* WRITTEN EXERCISE: Copy each line of the listing below exactly.

* EXCERPTED RECORDS:
⟨
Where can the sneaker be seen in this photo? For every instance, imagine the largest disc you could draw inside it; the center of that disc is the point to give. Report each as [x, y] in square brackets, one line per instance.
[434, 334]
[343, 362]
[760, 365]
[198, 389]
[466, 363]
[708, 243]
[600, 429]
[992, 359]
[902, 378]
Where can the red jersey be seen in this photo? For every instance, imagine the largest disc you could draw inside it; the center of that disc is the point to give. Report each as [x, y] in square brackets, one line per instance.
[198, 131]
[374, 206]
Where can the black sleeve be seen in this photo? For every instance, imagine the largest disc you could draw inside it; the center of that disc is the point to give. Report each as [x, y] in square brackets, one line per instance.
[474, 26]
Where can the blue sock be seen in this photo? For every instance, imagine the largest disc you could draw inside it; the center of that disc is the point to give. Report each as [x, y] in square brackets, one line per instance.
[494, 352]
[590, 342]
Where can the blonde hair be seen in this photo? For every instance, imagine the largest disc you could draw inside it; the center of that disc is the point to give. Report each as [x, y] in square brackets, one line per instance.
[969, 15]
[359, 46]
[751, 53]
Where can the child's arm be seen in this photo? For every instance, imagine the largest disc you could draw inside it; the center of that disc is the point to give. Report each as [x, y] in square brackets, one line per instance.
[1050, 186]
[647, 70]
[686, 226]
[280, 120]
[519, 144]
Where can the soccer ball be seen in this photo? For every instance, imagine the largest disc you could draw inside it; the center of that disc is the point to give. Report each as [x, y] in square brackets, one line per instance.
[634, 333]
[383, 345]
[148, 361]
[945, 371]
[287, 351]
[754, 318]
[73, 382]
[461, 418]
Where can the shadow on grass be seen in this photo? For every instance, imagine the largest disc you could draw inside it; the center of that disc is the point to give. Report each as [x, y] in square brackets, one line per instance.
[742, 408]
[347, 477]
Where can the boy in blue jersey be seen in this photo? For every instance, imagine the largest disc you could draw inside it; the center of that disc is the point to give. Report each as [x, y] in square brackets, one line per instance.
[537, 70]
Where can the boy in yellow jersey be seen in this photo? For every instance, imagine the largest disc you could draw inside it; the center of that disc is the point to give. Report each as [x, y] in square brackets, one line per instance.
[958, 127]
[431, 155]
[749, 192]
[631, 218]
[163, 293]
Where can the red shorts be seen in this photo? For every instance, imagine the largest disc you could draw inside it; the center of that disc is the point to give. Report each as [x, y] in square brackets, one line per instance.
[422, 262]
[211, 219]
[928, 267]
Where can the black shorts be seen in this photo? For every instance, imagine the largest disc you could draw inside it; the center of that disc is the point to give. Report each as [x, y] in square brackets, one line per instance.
⟩
* RESPONSE TO THE EXERCISE:
Where can the sneaker be seen in this photo? For every instance, imagine the largest disc you could draw inside it; the center of that disc is the point to give. Report each as [x, y] in square brackets, one line per instance.
[434, 334]
[343, 362]
[760, 365]
[198, 389]
[466, 363]
[708, 243]
[600, 429]
[992, 359]
[902, 378]
Where can the red jersey be seen in this photo? For every instance, imagine the largest disc you could draw inside it; the center of that disc is the point to give. Report each as [x, y] in square brackets, one line per instance.
[198, 131]
[374, 206]
Where can the black sleeve be seen in this photo? For every instance, imagine the largest disc you could draw inside it; the center of that disc is the point to give. Report each as [x, y] in square brackets, one line per instance.
[474, 26]
Where can the blue sock be seen in this photo? For every instance, imagine the largest disc you could draw inside it; the center of that disc is the point to give. Report each as [x, y] in square brackets, one line per instance.
[494, 352]
[590, 342]
Where can the blonde hair be seen in this photo? For every instance, imagine the largest disc you could draw inside it; the center of that disc is the point to give. Report each as [x, y] in square brackets, one line per instance.
[969, 15]
[359, 46]
[751, 53]
Where can the child's arm be seen in this photo? For every instance, imagine the largest disc you could draw inside it; the center of that disc is the point to give. Report each as [x, y] in square brackets, one line per instance.
[1050, 186]
[647, 70]
[686, 226]
[280, 120]
[519, 144]
Where can the soccer ball be seen in this photo? For every instance, imagine the largest disc you could draw inside it; the center of that disc is the point to give. Report each as [x, y] in square brackets, one line per instance.
[634, 333]
[383, 345]
[148, 361]
[945, 371]
[287, 351]
[754, 318]
[73, 382]
[461, 418]
Where can the shadow on grass be seen in this photo? For every instance, imagine the largest disc you could draw inside it; the center of that disc is the point to give. Report each as [x, y] in square brackets, one line per instance.
[742, 408]
[347, 477]
Where can the boy in blue jersey be seen in this photo? For every instance, imagine the largest disc you could draw inside it; the center of that disc is the point to give. Report each as [x, y] in square brackets, one line per instance.
[537, 70]
Where can the boy in yellow jersey be seen in this photo? For every instance, imagine the largest disc you could draw inside it; the center of that disc is the point to give. Report each as [x, y] in square brackets, one line per instance.
[958, 127]
[431, 155]
[749, 192]
[631, 218]
[163, 293]
Where can the red shorts be seen in this photo? For every instance, imagine the largest disc you could draw inside it; the center of that disc is the point to give. Report each as [x, y] in square brackets, one line per instance.
[422, 262]
[211, 219]
[928, 267]
Where can the black shorts be seen in this photo? For every instance, imagine the largest disc you could draw inside it; the center of that disc is the point to give. Report each as [x, y] in square brackets, one line per instance.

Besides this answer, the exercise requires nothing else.